## Exercise prompt
Each record below should be output verbatim, without pictures.

## Data for review
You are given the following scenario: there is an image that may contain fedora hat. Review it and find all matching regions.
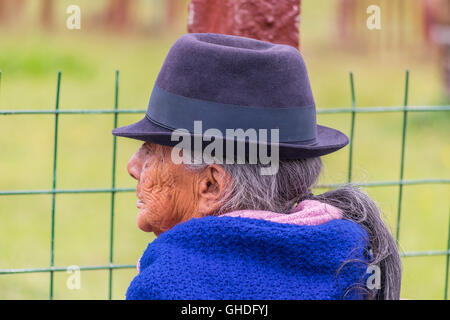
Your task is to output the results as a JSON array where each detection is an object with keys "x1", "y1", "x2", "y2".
[{"x1": 112, "y1": 33, "x2": 348, "y2": 159}]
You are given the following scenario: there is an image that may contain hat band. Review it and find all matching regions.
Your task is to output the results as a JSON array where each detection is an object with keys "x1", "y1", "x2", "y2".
[{"x1": 146, "y1": 85, "x2": 317, "y2": 143}]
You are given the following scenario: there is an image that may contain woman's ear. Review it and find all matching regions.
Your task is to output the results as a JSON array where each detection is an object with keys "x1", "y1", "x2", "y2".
[{"x1": 197, "y1": 164, "x2": 230, "y2": 216}]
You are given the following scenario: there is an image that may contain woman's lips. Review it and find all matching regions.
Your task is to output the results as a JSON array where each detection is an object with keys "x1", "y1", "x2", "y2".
[{"x1": 136, "y1": 200, "x2": 144, "y2": 209}]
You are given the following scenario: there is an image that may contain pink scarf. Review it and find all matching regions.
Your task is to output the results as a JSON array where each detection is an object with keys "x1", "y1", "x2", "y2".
[{"x1": 220, "y1": 199, "x2": 343, "y2": 226}]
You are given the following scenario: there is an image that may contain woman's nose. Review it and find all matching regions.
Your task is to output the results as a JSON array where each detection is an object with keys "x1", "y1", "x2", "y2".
[{"x1": 127, "y1": 151, "x2": 143, "y2": 180}]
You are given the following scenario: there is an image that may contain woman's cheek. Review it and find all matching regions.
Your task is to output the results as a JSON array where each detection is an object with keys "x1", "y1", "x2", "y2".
[{"x1": 138, "y1": 192, "x2": 172, "y2": 234}]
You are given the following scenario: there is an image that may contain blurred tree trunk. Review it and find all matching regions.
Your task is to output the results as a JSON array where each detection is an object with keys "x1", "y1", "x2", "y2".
[
  {"x1": 187, "y1": 0, "x2": 301, "y2": 49},
  {"x1": 105, "y1": 0, "x2": 132, "y2": 30},
  {"x1": 41, "y1": 0, "x2": 53, "y2": 29},
  {"x1": 0, "y1": 0, "x2": 25, "y2": 25},
  {"x1": 424, "y1": 0, "x2": 450, "y2": 96},
  {"x1": 167, "y1": 0, "x2": 186, "y2": 29},
  {"x1": 0, "y1": 0, "x2": 6, "y2": 24}
]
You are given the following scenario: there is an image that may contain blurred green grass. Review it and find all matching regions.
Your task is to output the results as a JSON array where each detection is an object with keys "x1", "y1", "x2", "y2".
[{"x1": 0, "y1": 0, "x2": 449, "y2": 299}]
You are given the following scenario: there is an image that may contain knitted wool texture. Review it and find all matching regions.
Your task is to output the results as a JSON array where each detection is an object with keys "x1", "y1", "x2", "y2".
[{"x1": 126, "y1": 210, "x2": 371, "y2": 300}]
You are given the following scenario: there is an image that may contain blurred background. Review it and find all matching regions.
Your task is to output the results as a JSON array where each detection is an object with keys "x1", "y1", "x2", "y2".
[{"x1": 0, "y1": 0, "x2": 449, "y2": 299}]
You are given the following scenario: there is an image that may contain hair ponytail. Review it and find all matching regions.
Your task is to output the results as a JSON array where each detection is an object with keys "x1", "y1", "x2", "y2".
[{"x1": 312, "y1": 184, "x2": 402, "y2": 299}]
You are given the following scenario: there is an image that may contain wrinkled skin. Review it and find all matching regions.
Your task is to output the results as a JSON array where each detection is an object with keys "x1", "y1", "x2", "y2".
[{"x1": 127, "y1": 142, "x2": 229, "y2": 236}]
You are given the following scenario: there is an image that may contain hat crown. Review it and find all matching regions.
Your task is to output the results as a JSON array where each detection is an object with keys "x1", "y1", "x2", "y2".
[
  {"x1": 155, "y1": 33, "x2": 315, "y2": 108},
  {"x1": 112, "y1": 33, "x2": 348, "y2": 159}
]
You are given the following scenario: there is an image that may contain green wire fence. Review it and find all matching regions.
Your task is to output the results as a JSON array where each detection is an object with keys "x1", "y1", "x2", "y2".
[{"x1": 0, "y1": 69, "x2": 449, "y2": 299}]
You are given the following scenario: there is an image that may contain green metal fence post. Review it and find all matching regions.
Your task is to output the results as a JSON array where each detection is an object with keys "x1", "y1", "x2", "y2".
[
  {"x1": 49, "y1": 71, "x2": 62, "y2": 300},
  {"x1": 348, "y1": 72, "x2": 356, "y2": 183},
  {"x1": 445, "y1": 206, "x2": 450, "y2": 300},
  {"x1": 108, "y1": 70, "x2": 119, "y2": 300},
  {"x1": 395, "y1": 70, "x2": 409, "y2": 244}
]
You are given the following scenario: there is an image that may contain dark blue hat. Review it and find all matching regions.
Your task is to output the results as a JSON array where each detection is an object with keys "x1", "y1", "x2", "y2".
[{"x1": 112, "y1": 33, "x2": 348, "y2": 159}]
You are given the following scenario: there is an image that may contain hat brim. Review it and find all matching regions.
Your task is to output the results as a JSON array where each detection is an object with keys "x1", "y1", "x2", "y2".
[{"x1": 112, "y1": 117, "x2": 349, "y2": 159}]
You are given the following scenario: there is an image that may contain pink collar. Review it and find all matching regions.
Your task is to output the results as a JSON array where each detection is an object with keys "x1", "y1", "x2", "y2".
[{"x1": 220, "y1": 200, "x2": 343, "y2": 226}]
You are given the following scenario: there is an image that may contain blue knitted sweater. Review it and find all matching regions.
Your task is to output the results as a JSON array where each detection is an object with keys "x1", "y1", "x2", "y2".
[{"x1": 126, "y1": 216, "x2": 371, "y2": 300}]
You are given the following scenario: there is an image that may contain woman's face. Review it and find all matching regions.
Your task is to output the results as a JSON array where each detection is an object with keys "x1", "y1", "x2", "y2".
[{"x1": 127, "y1": 142, "x2": 200, "y2": 236}]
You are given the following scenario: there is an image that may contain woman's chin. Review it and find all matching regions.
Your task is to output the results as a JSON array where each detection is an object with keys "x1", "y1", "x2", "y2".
[{"x1": 137, "y1": 210, "x2": 153, "y2": 232}]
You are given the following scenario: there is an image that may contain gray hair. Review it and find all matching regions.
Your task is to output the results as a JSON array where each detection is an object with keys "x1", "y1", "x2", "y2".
[{"x1": 186, "y1": 157, "x2": 402, "y2": 300}]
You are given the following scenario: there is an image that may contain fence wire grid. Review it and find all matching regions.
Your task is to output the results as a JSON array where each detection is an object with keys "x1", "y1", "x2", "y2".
[{"x1": 0, "y1": 69, "x2": 449, "y2": 300}]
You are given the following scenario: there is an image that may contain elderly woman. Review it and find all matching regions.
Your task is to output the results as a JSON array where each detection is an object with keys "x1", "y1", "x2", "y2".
[{"x1": 113, "y1": 33, "x2": 401, "y2": 300}]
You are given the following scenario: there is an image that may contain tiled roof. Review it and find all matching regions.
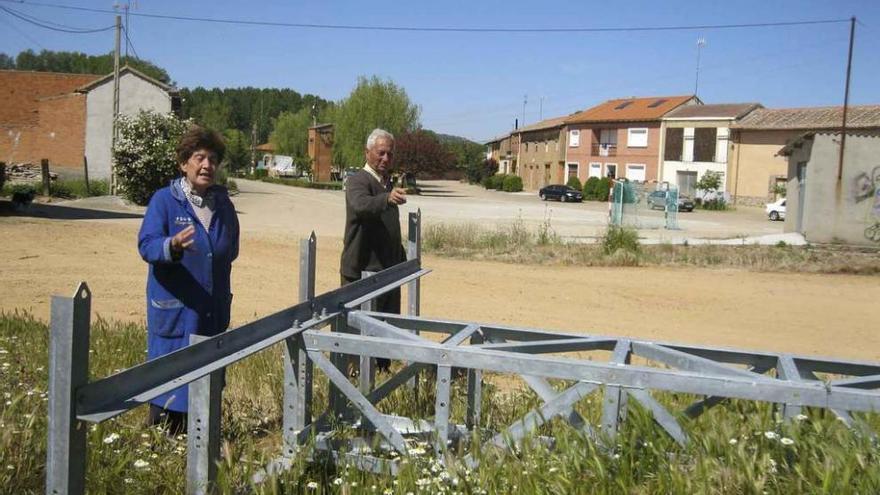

## Solution for this problem
You are given the following scenario: there is an image that may contain fedora hat. Review it and find all matching regions.
Your task is to output the results as a JSON array where each detection is an object with keys "x1", "y1", "x2", "y2".
[{"x1": 112, "y1": 33, "x2": 348, "y2": 159}]
You are given the following scenario: there is an image that may contain hat band. Review it and find all matching regions.
Your task is to output the results as a JSON array where each detection is an object with keys "x1", "y1", "x2", "y2".
[{"x1": 146, "y1": 85, "x2": 317, "y2": 143}]
You are given the following scenario: there is an image that may contain woman's ear. Review it and find all matching regions.
Your task is to output the results as a JSON array where each detection is an object with keys "x1", "y1", "x2", "y2".
[{"x1": 197, "y1": 164, "x2": 230, "y2": 216}]
You are given the following scenario: there is an image that may contain woman's lips. Review it and find all matching regions.
Your task is to output the results as a JSON array where each detection is an object with keys "x1", "y1", "x2", "y2".
[{"x1": 136, "y1": 200, "x2": 144, "y2": 209}]
You are given the following scenario: there is an image that may contain pink scarf. Review it and find all matching regions.
Your task is to output the results as a JSON array where each detection is an object with keys "x1", "y1", "x2", "y2".
[{"x1": 220, "y1": 199, "x2": 343, "y2": 226}]
You are given the following scenario: there is an image that may contain woman's nose. Review it and find all matching regions.
Your task is to output the results as a JSON array where each detection is an object with keys "x1", "y1", "x2", "y2".
[{"x1": 127, "y1": 151, "x2": 143, "y2": 180}]
You are given the following scenario: there is an image that may contain woman's cheek. Review it and find all matching regions.
Your task is to output the results as a JSON array where each detection is an object with keys "x1", "y1", "x2", "y2".
[{"x1": 138, "y1": 192, "x2": 172, "y2": 234}]
You are given the following scenario: there is an image that may contain blurred tree trunk. Review it and find all matching regions.
Your task is to output the results as a JSON array where each detection is an object with keys "x1", "y1", "x2", "y2".
[
  {"x1": 187, "y1": 0, "x2": 301, "y2": 49},
  {"x1": 105, "y1": 0, "x2": 132, "y2": 30},
  {"x1": 41, "y1": 0, "x2": 53, "y2": 29},
  {"x1": 0, "y1": 0, "x2": 25, "y2": 25},
  {"x1": 424, "y1": 0, "x2": 450, "y2": 96},
  {"x1": 167, "y1": 0, "x2": 186, "y2": 29},
  {"x1": 0, "y1": 0, "x2": 6, "y2": 24}
]
You are given the following scenario: there is an image that may contain blurred green grass. Review it and find all matching regions.
Your task is to output the results as a JSON array where each detection is an object with keys "x1", "y1", "x2", "y2".
[{"x1": 0, "y1": 0, "x2": 449, "y2": 299}]
You are given the following scenario: there is an image that may contain knitted wool texture. Review it and find all matching regions.
Your task is to output the results as a JSON array where each detection is an object with keys "x1", "y1", "x2", "y2".
[{"x1": 126, "y1": 210, "x2": 371, "y2": 300}]
You are given the following scenario: there is an image that may contain blurred background. Review it and find all matching regions.
Your task is to output the results as a JSON array where each detection is an object with keys "x1", "y1", "x2", "y2".
[{"x1": 0, "y1": 0, "x2": 449, "y2": 299}]
You are given the following scenario: there is an image that may contain hair ponytail. Review it and find all matching regions.
Your task is to output the results as a JSON array where each detection is an object with keys "x1", "y1", "x2", "y2".
[{"x1": 312, "y1": 184, "x2": 402, "y2": 299}]
You are given the following scenario: there is an image that may contain wrinkled skin. Review it and find all matching regions.
Your task is to output the results as a JSON array where each detection is an object with keys "x1", "y1", "x2", "y2".
[{"x1": 127, "y1": 142, "x2": 229, "y2": 236}]
You are given the following scenario: there is an image that may contain hat crown. Review it and find all matching regions.
Your task is to output the results as a JSON array where each detection is an object with keys "x1", "y1", "x2", "y2".
[
  {"x1": 155, "y1": 33, "x2": 315, "y2": 108},
  {"x1": 112, "y1": 33, "x2": 348, "y2": 159}
]
You are given the following scenario: there is an image that may contain green wire fence. Review it and find all matching regions.
Your task is to output the results as a JSON array where each detection is an object with keys "x1", "y1", "x2", "y2".
[{"x1": 0, "y1": 69, "x2": 449, "y2": 299}]
You are given the following scenario: there is an image that may contain green metal fence post. Review it and find all matching regions.
Your task is to output the results as a JSON array where each detection is an object with keys "x1", "y1", "x2", "y2".
[
  {"x1": 49, "y1": 71, "x2": 62, "y2": 300},
  {"x1": 348, "y1": 72, "x2": 356, "y2": 183},
  {"x1": 445, "y1": 206, "x2": 450, "y2": 300},
  {"x1": 108, "y1": 70, "x2": 119, "y2": 300},
  {"x1": 395, "y1": 70, "x2": 409, "y2": 244}
]
You are given the following scenario: there is an image that may contain dark blue hat. Review it and find all matching regions.
Your task is to output the results as a JSON array where each detection is an object with keys "x1", "y1", "x2", "y2".
[{"x1": 112, "y1": 33, "x2": 348, "y2": 159}]
You are given the following scenario: there is an image that may contain hat brim. Review it and find all matching regions.
Your task is to output the results as a JSON array where each detection is an object with keys "x1", "y1", "x2", "y2".
[{"x1": 112, "y1": 117, "x2": 349, "y2": 159}]
You are given the following scenario: there is an image that may contain pink collar. Review it and find all matching regions.
Your task is to output the results as a JSON array where each detection is an object with keys "x1", "y1", "x2", "y2".
[{"x1": 220, "y1": 200, "x2": 343, "y2": 226}]
You are given the following scenario: there is an image that may contain blue knitted sweater. Review it and find all matching regions.
Your task is to output the results as a JSON array where each detection is an object with keys "x1", "y1", "x2", "y2".
[{"x1": 126, "y1": 216, "x2": 371, "y2": 300}]
You are given the following scenario: there is an image that may contain woman's face. Review it and find all matching regions.
Your task is to output the results as a JSON array where each detection is an object with keys "x1", "y1", "x2", "y2".
[{"x1": 127, "y1": 142, "x2": 200, "y2": 236}]
You are given the following scenario: there is an image that may contain woman's chin. Review it and find all matching regions.
Your task is to output the results as a JSON array where each detection is an object with keys "x1", "y1", "x2", "y2".
[{"x1": 137, "y1": 210, "x2": 153, "y2": 232}]
You are given the following scenario: there is an image that may contain gray hair. Review it and find all matching regions.
Your task is to output the results as a JSON array where each detection is an object with keys "x1", "y1", "x2", "y2".
[{"x1": 186, "y1": 157, "x2": 402, "y2": 300}]
You are given the following scenario: there is an image that may contain fence wire grid. Review it and find all matching regions.
Your task is to output the results as a JSON array where each detection is an object with keys "x1", "y1", "x2", "y2".
[{"x1": 0, "y1": 69, "x2": 449, "y2": 300}]
You are given the following scenario: there is an image that may contain elderly woman. Review it and find all matching regions.
Your task is to output the results as a JSON array where each detection is an object with keys "x1", "y1", "x2", "y2".
[{"x1": 113, "y1": 33, "x2": 401, "y2": 300}]
You are given the following scenario: there is an image that may contain tiled roof. Review it and find all matching regions.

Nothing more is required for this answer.